Task to carry out | Swap "Report" for "Result" in the material, starting with the first line and going on through the line with "M 47 105 L 50", and keep everything else the same. Write out only those lines, leaving out the pictures.

Exercise data |
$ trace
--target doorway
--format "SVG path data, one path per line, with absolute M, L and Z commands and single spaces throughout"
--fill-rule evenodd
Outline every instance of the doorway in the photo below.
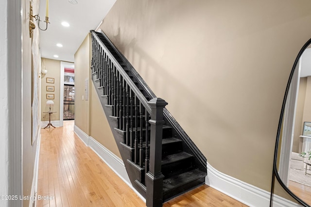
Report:
M 74 85 L 64 85 L 63 120 L 74 119 Z

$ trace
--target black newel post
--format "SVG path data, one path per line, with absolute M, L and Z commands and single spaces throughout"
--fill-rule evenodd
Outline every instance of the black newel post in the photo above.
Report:
M 163 108 L 167 103 L 160 98 L 148 102 L 151 108 L 149 171 L 146 174 L 147 188 L 146 205 L 148 207 L 162 207 L 164 175 L 161 173 Z

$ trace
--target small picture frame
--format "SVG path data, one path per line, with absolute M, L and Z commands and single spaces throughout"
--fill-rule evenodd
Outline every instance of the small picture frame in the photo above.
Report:
M 47 78 L 47 82 L 49 83 L 54 83 L 54 78 Z
M 53 99 L 54 94 L 47 94 L 47 99 Z
M 47 85 L 47 91 L 54 91 L 54 86 Z

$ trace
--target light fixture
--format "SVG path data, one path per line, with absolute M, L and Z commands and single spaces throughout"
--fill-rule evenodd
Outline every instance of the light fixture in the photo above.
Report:
M 38 22 L 38 27 L 39 29 L 43 31 L 45 31 L 47 30 L 48 29 L 48 23 L 50 24 L 50 22 L 49 21 L 49 0 L 47 0 L 46 2 L 46 15 L 45 15 L 45 21 L 44 22 L 46 23 L 46 27 L 45 29 L 42 29 L 40 28 L 40 22 L 41 21 L 40 20 L 40 16 L 39 15 L 36 15 L 34 16 L 34 13 L 33 11 L 33 6 L 31 5 L 31 1 L 30 1 L 30 5 L 29 6 L 29 35 L 31 38 L 32 35 L 33 34 L 33 31 L 35 28 L 35 25 L 34 23 L 34 21 L 33 20 L 33 18 L 35 18 L 36 21 Z
M 62 22 L 62 25 L 64 27 L 69 27 L 70 26 L 68 22 L 66 22 L 65 21 L 63 21 L 63 22 Z
M 47 105 L 50 105 L 49 109 L 50 109 L 50 111 L 51 111 L 51 105 L 54 105 L 54 102 L 52 100 L 48 100 L 48 101 L 47 101 Z

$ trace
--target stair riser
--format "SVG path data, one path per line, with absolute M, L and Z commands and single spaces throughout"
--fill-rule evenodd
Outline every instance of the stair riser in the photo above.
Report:
M 192 166 L 192 158 L 162 166 L 162 174 L 165 177 L 171 176 L 176 173 L 183 172 L 185 169 L 190 169 Z
M 163 195 L 163 201 L 165 202 L 170 200 L 179 195 L 200 186 L 204 184 L 205 183 L 205 177 L 201 177 L 197 180 L 187 183 L 186 184 L 179 188 L 174 189 L 174 191 L 166 192 Z
M 148 146 L 148 151 L 150 149 L 150 143 Z M 146 151 L 146 146 L 144 144 L 142 147 L 142 150 L 145 152 Z M 181 143 L 171 143 L 170 144 L 162 144 L 162 157 L 172 155 L 173 154 L 177 153 L 182 151 L 181 148 Z M 149 154 L 149 153 L 148 153 Z M 145 154 L 144 154 L 144 159 L 146 158 Z
M 182 151 L 182 145 L 181 142 L 173 143 L 162 144 L 162 156 L 164 157 L 168 155 L 172 155 Z

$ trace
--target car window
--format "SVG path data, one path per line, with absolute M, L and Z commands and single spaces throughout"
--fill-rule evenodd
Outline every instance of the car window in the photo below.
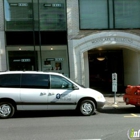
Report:
M 61 76 L 51 75 L 51 80 L 50 80 L 51 89 L 72 89 L 72 87 L 73 87 L 73 83 L 71 83 L 67 79 Z
M 0 87 L 20 87 L 20 74 L 0 75 Z
M 49 88 L 49 75 L 22 74 L 21 88 Z

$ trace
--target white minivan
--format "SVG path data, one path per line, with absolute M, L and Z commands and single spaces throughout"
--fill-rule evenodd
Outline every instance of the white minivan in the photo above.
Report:
M 89 116 L 106 100 L 99 91 L 85 88 L 55 72 L 0 72 L 0 118 L 16 111 L 77 110 Z

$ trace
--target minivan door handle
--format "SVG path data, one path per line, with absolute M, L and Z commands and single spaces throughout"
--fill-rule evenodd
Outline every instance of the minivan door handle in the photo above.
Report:
M 45 92 L 41 92 L 40 93 L 40 96 L 43 96 L 43 95 L 46 95 L 46 93 Z

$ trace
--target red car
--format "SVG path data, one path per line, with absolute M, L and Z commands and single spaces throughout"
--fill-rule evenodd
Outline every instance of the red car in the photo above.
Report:
M 124 102 L 128 105 L 140 107 L 140 86 L 128 85 L 123 95 Z

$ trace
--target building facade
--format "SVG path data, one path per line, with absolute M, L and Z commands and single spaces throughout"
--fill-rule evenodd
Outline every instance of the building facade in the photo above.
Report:
M 0 1 L 0 70 L 61 72 L 111 91 L 140 84 L 140 0 Z

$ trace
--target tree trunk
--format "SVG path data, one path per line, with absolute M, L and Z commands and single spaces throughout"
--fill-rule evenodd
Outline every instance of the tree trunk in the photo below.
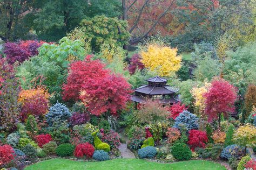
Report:
M 221 114 L 218 114 L 218 116 L 219 116 L 219 120 L 218 120 L 219 128 L 220 128 L 220 116 L 221 115 Z

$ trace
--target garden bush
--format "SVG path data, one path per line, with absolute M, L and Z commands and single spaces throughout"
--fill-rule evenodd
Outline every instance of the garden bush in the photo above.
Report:
M 146 146 L 139 149 L 138 151 L 138 155 L 140 159 L 153 158 L 157 154 L 157 149 L 153 146 Z
M 83 158 L 83 156 L 86 155 L 89 158 L 92 157 L 94 151 L 93 146 L 88 143 L 86 143 L 76 146 L 74 154 L 77 158 Z
M 120 136 L 118 133 L 110 130 L 107 133 L 105 133 L 102 138 L 102 141 L 108 144 L 111 149 L 117 149 L 121 144 Z
M 14 149 L 10 145 L 0 146 L 0 165 L 8 164 L 14 159 L 15 153 Z
M 244 155 L 242 148 L 237 145 L 232 145 L 225 147 L 221 151 L 220 157 L 228 159 L 231 157 L 239 158 Z
M 28 144 L 30 144 L 30 145 L 35 148 L 38 147 L 38 145 L 37 145 L 37 144 L 36 144 L 36 143 L 31 139 L 26 138 L 19 138 L 19 143 L 18 144 L 18 148 L 22 148 L 23 147 L 25 147 L 25 146 L 27 145 Z
M 144 139 L 131 139 L 128 142 L 127 146 L 131 150 L 138 150 L 143 145 Z
M 246 155 L 242 158 L 237 166 L 237 170 L 244 170 L 245 168 L 245 165 L 248 161 L 251 160 L 250 156 Z
M 208 141 L 206 132 L 197 130 L 191 130 L 188 132 L 188 141 L 191 150 L 194 151 L 196 147 L 205 147 Z
M 33 160 L 37 158 L 37 150 L 29 144 L 22 148 L 22 151 L 23 151 L 26 154 L 26 156 L 30 160 Z
M 90 120 L 90 116 L 88 112 L 75 112 L 72 114 L 72 116 L 69 118 L 69 123 L 72 126 L 75 126 L 85 124 L 89 122 Z
M 143 145 L 142 146 L 142 148 L 147 146 L 154 146 L 154 140 L 153 137 L 150 137 L 145 139 L 143 141 Z
M 226 132 L 226 139 L 225 139 L 224 146 L 227 146 L 234 144 L 232 141 L 233 134 L 234 134 L 235 128 L 233 124 L 231 124 L 227 128 Z
M 98 130 L 92 133 L 92 136 L 94 138 L 94 145 L 97 150 L 103 150 L 105 152 L 109 152 L 110 151 L 110 146 L 105 143 L 103 143 L 99 137 L 97 136 Z
M 47 156 L 47 154 L 44 152 L 42 148 L 38 149 L 37 153 L 38 158 L 44 158 Z
M 12 133 L 8 135 L 6 138 L 6 144 L 13 147 L 16 147 L 19 143 L 19 135 L 16 133 Z
M 110 159 L 107 153 L 103 150 L 95 151 L 92 155 L 92 158 L 99 161 L 103 161 Z
M 102 119 L 99 123 L 99 129 L 103 129 L 106 132 L 109 132 L 111 127 L 109 122 L 105 119 Z
M 56 148 L 56 154 L 60 157 L 72 156 L 74 152 L 75 147 L 70 144 L 63 144 L 59 145 Z
M 180 124 L 184 124 L 188 130 L 198 129 L 198 118 L 188 111 L 183 111 L 175 119 L 173 128 L 180 129 Z
M 180 132 L 177 128 L 169 128 L 167 132 L 165 133 L 167 137 L 167 141 L 169 144 L 171 144 L 180 137 Z
M 48 155 L 53 154 L 56 153 L 57 147 L 57 145 L 55 141 L 50 141 L 43 146 L 43 151 Z
M 25 155 L 25 153 L 24 153 L 22 151 L 19 149 L 14 149 L 14 152 L 15 152 L 15 155 L 18 157 L 23 157 Z
M 192 152 L 185 143 L 176 143 L 171 147 L 171 153 L 179 160 L 190 160 L 191 158 Z
M 214 160 L 219 159 L 223 150 L 223 144 L 217 144 L 213 145 L 211 151 L 211 157 L 212 159 Z
M 248 169 L 256 169 L 256 159 L 251 159 L 251 160 L 246 163 L 245 167 Z
M 213 132 L 212 137 L 215 144 L 223 144 L 226 139 L 226 133 L 217 130 Z
M 64 104 L 58 102 L 50 108 L 50 111 L 45 115 L 45 118 L 49 125 L 52 126 L 54 122 L 63 122 L 71 116 L 69 109 Z

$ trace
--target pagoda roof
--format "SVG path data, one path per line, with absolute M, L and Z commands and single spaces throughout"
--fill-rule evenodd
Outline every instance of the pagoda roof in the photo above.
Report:
M 179 91 L 179 89 L 164 85 L 161 87 L 143 85 L 135 89 L 135 91 L 151 95 L 167 95 L 174 94 Z
M 138 96 L 136 95 L 132 96 L 131 100 L 133 102 L 138 102 L 140 103 L 144 103 L 146 101 L 146 100 L 143 97 Z M 179 96 L 178 96 L 177 98 L 171 97 L 170 98 L 160 99 L 159 101 L 161 104 L 169 104 L 171 103 L 177 103 L 177 102 L 180 102 L 180 100 L 179 99 Z
M 157 76 L 154 77 L 152 77 L 152 78 L 147 79 L 146 80 L 148 82 L 154 82 L 154 83 L 161 83 L 161 82 L 167 82 L 167 79 L 160 77 L 158 76 Z

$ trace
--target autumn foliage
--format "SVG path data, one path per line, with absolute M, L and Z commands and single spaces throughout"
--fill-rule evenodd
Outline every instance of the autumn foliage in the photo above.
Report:
M 22 62 L 37 55 L 37 48 L 44 43 L 45 42 L 35 40 L 21 41 L 17 43 L 7 42 L 4 45 L 4 53 L 9 63 L 13 64 L 16 61 Z
M 129 100 L 131 86 L 104 66 L 99 60 L 91 60 L 90 56 L 72 63 L 67 83 L 63 85 L 63 99 L 81 100 L 95 115 L 106 111 L 116 114 Z
M 219 119 L 219 123 L 221 113 L 226 116 L 228 112 L 234 111 L 236 89 L 224 80 L 214 80 L 208 91 L 203 96 L 206 97 L 205 113 L 208 116 L 209 122 Z
M 206 132 L 197 130 L 191 130 L 188 132 L 188 141 L 191 150 L 194 151 L 196 147 L 205 147 L 206 143 L 208 141 Z
M 41 134 L 37 135 L 36 137 L 36 139 L 37 144 L 41 147 L 42 147 L 44 145 L 48 144 L 50 141 L 52 140 L 51 136 L 49 134 Z
M 141 56 L 139 54 L 134 54 L 132 55 L 132 58 L 130 60 L 131 63 L 128 68 L 131 74 L 134 73 L 136 68 L 141 69 L 144 68 L 144 65 L 140 61 L 141 58 Z
M 174 103 L 169 109 L 170 112 L 169 118 L 175 119 L 181 112 L 184 110 L 187 110 L 187 109 L 185 104 L 181 104 L 180 102 Z
M 22 119 L 25 120 L 29 114 L 34 116 L 46 114 L 49 109 L 49 97 L 50 94 L 43 87 L 22 90 L 18 99 L 22 104 Z
M 14 149 L 11 146 L 0 146 L 0 166 L 8 164 L 14 159 Z
M 94 153 L 94 147 L 89 143 L 78 144 L 75 150 L 75 156 L 77 158 L 83 158 L 86 155 L 87 158 L 91 158 Z
M 160 76 L 170 76 L 181 67 L 181 57 L 177 55 L 177 48 L 149 45 L 146 51 L 141 52 L 142 62 L 145 67 L 156 71 Z

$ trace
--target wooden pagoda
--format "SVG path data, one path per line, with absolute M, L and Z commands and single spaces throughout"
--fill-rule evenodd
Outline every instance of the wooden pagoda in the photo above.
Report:
M 176 94 L 179 89 L 167 85 L 167 80 L 156 76 L 146 80 L 148 84 L 135 89 L 135 94 L 131 97 L 131 100 L 135 102 L 136 109 L 137 103 L 143 104 L 150 99 L 158 100 L 164 105 L 180 102 Z

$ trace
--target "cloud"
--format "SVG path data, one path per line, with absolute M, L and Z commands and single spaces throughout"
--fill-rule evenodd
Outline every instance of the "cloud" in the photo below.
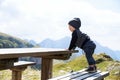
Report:
M 70 36 L 68 21 L 80 17 L 81 30 L 92 39 L 111 48 L 120 40 L 120 13 L 97 9 L 88 1 L 3 0 L 0 4 L 0 31 L 23 39 L 41 41 Z

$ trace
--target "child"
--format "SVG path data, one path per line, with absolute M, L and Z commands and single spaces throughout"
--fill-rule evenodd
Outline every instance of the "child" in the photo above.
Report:
M 81 27 L 81 21 L 79 18 L 74 18 L 69 21 L 69 30 L 72 32 L 72 39 L 69 46 L 69 50 L 74 50 L 76 47 L 81 48 L 85 52 L 85 56 L 89 67 L 85 70 L 87 72 L 96 72 L 97 68 L 95 65 L 95 60 L 93 58 L 94 49 L 96 45 L 88 35 L 82 33 L 79 28 Z

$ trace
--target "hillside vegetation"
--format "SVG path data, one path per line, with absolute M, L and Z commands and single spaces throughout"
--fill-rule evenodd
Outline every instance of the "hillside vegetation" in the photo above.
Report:
M 0 32 L 0 48 L 25 48 L 33 47 L 32 44 L 5 33 Z
M 109 71 L 110 76 L 105 80 L 120 80 L 120 62 L 114 61 L 106 54 L 94 55 L 97 67 L 101 71 Z M 78 71 L 87 67 L 85 56 L 82 55 L 67 63 L 59 63 L 54 65 L 54 76 L 60 76 L 69 73 L 71 70 Z

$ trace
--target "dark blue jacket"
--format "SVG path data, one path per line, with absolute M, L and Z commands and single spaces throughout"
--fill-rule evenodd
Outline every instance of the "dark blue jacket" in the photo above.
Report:
M 81 49 L 84 49 L 85 47 L 96 47 L 94 42 L 90 39 L 90 37 L 82 33 L 79 29 L 76 29 L 72 33 L 72 39 L 70 42 L 69 50 L 75 49 L 76 47 L 79 47 Z

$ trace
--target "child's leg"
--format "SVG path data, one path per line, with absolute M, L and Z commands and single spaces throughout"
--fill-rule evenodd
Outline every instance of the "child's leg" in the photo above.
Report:
M 97 71 L 97 67 L 96 67 L 96 63 L 95 63 L 95 59 L 93 58 L 93 53 L 94 53 L 94 47 L 86 47 L 84 49 L 85 51 L 85 56 L 86 59 L 88 61 L 89 67 L 85 70 L 87 72 L 96 72 Z
M 95 65 L 95 59 L 93 58 L 94 48 L 86 47 L 84 51 L 89 66 L 91 67 L 94 66 Z

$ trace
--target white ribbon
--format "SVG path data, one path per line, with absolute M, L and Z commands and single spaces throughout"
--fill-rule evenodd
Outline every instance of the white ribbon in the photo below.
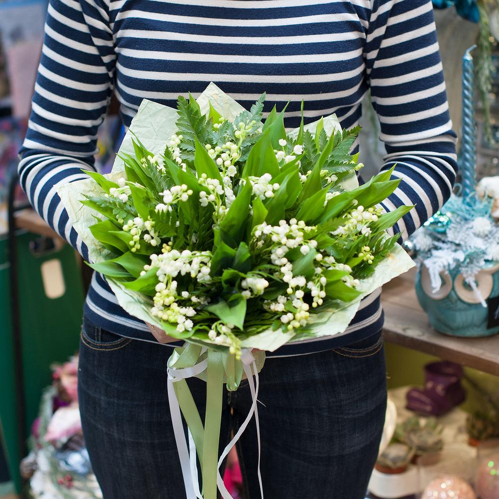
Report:
M 202 354 L 204 353 L 206 350 L 206 348 L 204 348 L 202 350 Z M 258 445 L 258 479 L 261 499 L 263 499 L 263 490 L 262 486 L 261 476 L 260 473 L 260 427 L 258 423 L 258 408 L 256 405 L 259 385 L 258 371 L 254 357 L 252 355 L 250 350 L 245 349 L 243 350 L 241 360 L 243 361 L 243 368 L 248 378 L 250 390 L 251 392 L 251 406 L 244 422 L 239 428 L 237 433 L 234 436 L 234 438 L 224 450 L 220 456 L 218 462 L 219 471 L 217 477 L 217 485 L 223 499 L 234 499 L 224 484 L 224 480 L 220 475 L 220 469 L 231 449 L 234 447 L 237 441 L 241 438 L 241 435 L 249 424 L 253 415 L 254 414 L 255 422 L 256 425 L 256 440 Z M 177 443 L 177 449 L 179 453 L 179 458 L 180 459 L 180 465 L 182 470 L 187 499 L 203 499 L 203 498 L 199 490 L 196 446 L 191 432 L 188 429 L 188 438 L 187 441 L 186 441 L 185 434 L 184 432 L 184 426 L 182 424 L 180 406 L 179 405 L 177 394 L 173 387 L 173 383 L 181 379 L 187 379 L 188 378 L 198 376 L 205 371 L 208 366 L 208 359 L 206 359 L 192 367 L 182 369 L 169 367 L 168 369 L 168 402 L 170 404 L 173 432 Z M 254 376 L 254 380 L 253 379 L 253 376 Z

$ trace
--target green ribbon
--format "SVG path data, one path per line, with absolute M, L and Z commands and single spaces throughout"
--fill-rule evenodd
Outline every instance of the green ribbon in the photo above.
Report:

Expected output |
$ trace
--target doorway
--format "SVG path data, one path per line, with absolute M, L and Z commands and single spaces throughout"
--fill-rule evenodd
Outline every instance of the doorway in the photo below.
Result:
M 74 85 L 64 85 L 63 120 L 74 119 Z

$ trace
--target black newel post
--format "SVG path data, one path per line, with absolute M, L and Z commands and single spaces throughout"
--fill-rule evenodd
Outline every instance of the black newel post in the photo above.
Result:
M 163 108 L 167 103 L 160 98 L 148 102 L 151 108 L 149 171 L 146 174 L 147 188 L 146 205 L 148 207 L 162 207 L 164 175 L 161 173 Z

$ trace
--target small picture frame
--format "SVG path data, one path per line, with absolute M, L and Z commands and single spaces throughout"
--fill-rule evenodd
Outline every instance of the small picture frame in the photo above.
Result:
M 47 78 L 47 82 L 49 83 L 54 83 L 54 78 Z
M 53 99 L 54 94 L 47 94 L 47 99 Z
M 47 85 L 47 91 L 54 91 L 54 86 Z

$ trace
--target light fixture
--format "SVG path data, one path per line, with absolute M, L and Z commands and single spaces throughout"
--fill-rule evenodd
Outline every instance of the light fixture in the photo above.
Result:
M 38 22 L 38 27 L 39 29 L 43 31 L 45 31 L 47 30 L 48 29 L 48 23 L 50 24 L 50 22 L 49 21 L 49 0 L 47 0 L 46 2 L 46 15 L 45 15 L 45 21 L 44 22 L 46 23 L 46 27 L 45 29 L 42 29 L 40 28 L 40 22 L 41 21 L 40 20 L 40 16 L 39 15 L 36 15 L 34 16 L 34 13 L 33 11 L 33 6 L 31 5 L 31 1 L 30 1 L 30 5 L 29 6 L 29 35 L 31 38 L 32 35 L 33 34 L 33 31 L 35 28 L 35 25 L 34 23 L 34 21 L 33 20 L 33 18 L 35 18 L 36 21 Z
M 62 22 L 62 25 L 64 27 L 69 27 L 70 26 L 68 22 L 66 22 L 65 21 L 63 21 L 63 22 Z
M 47 105 L 50 105 L 49 109 L 50 109 L 50 111 L 51 111 L 51 105 L 54 105 L 54 102 L 52 100 L 48 100 L 48 101 L 47 101 Z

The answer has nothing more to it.